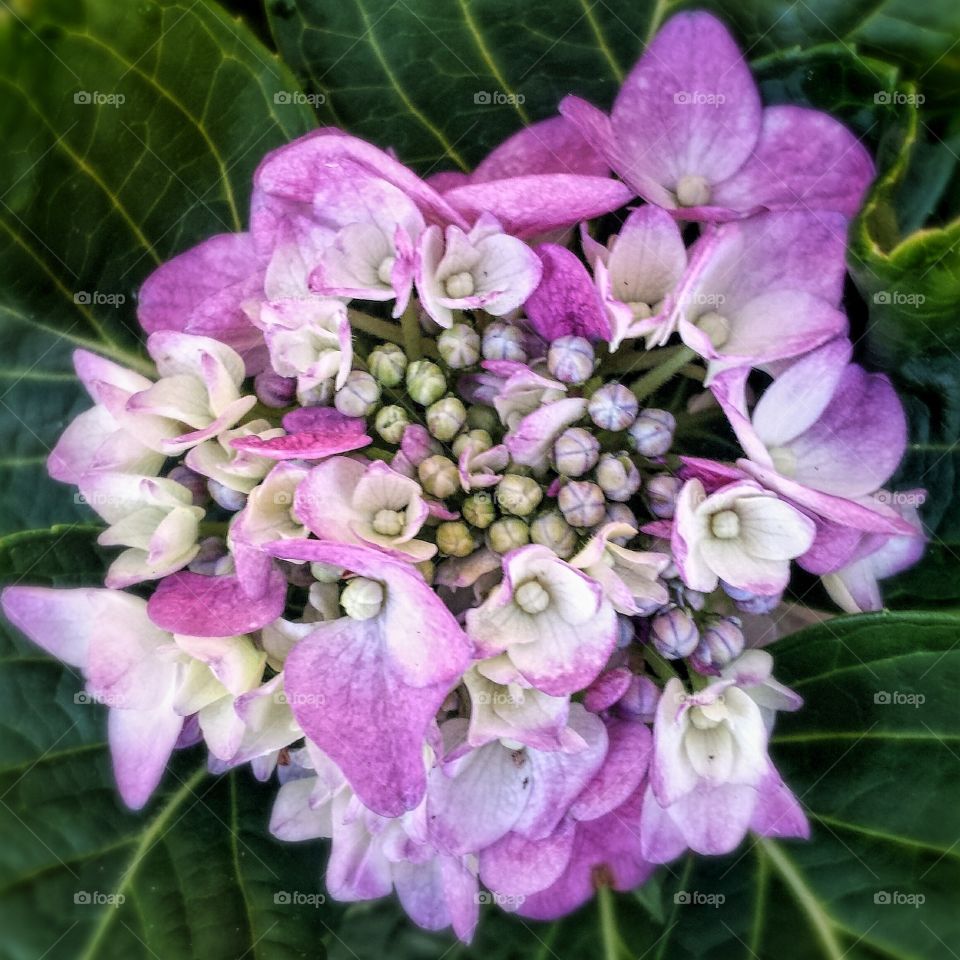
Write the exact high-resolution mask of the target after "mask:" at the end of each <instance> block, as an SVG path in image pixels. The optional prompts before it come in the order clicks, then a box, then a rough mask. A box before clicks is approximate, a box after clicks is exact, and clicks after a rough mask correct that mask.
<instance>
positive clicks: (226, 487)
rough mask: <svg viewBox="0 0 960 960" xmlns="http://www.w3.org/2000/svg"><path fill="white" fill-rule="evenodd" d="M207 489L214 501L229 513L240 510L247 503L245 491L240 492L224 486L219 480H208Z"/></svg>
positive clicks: (224, 509)
mask: <svg viewBox="0 0 960 960" xmlns="http://www.w3.org/2000/svg"><path fill="white" fill-rule="evenodd" d="M207 490H208V492H209V493H210V496H211V497H213V501H214V503H216V504H217V505H218V506H220V507H223V509H224V510H229V511H230V512H231V513H236V512H237V511H238V510H242V509H243V508H244V507H245V506H246V504H247V495H246V494H245V493H241V492H240V491H239V490H231V489H230V487H225V486H224V485H223V484H222V483H220V481H219V480H212V479H211V480H208V481H207Z"/></svg>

————

→ **BRIEF**: Copy every line of the entries above verbatim, omitting the pictures.

→ **TASK RESPONSE**:
Write the exact high-resolution mask of the target after "mask:" at the end of each <instance> block, as an SVG path in image pixels. The optional prompts before it come in the order clicks, then a box, then a rough mask. A box before clicks is approximate, a box after clicks is exact, and clicks after a rough mask correct that mask.
<instance>
positive clicks: (226, 487)
rough mask: <svg viewBox="0 0 960 960" xmlns="http://www.w3.org/2000/svg"><path fill="white" fill-rule="evenodd" d="M207 489L214 501L229 513L240 510L247 503L245 491L240 492L224 486L219 480H208Z"/></svg>
positive clicks: (224, 509)
mask: <svg viewBox="0 0 960 960" xmlns="http://www.w3.org/2000/svg"><path fill="white" fill-rule="evenodd" d="M207 490H208V492H209V493H210V496H211V497H213V501H214V503H216V504H217V505H218V506H220V507H223V509H224V510H229V511H230V512H231V513H236V512H237V511H238V510H242V509H243V508H244V507H245V506H246V504H247V495H246V494H245V493H241V492H240V491H239V490H231V489H230V487H225V486H224V485H223V484H222V483H220V481H219V480H212V479H211V480H208V481H207Z"/></svg>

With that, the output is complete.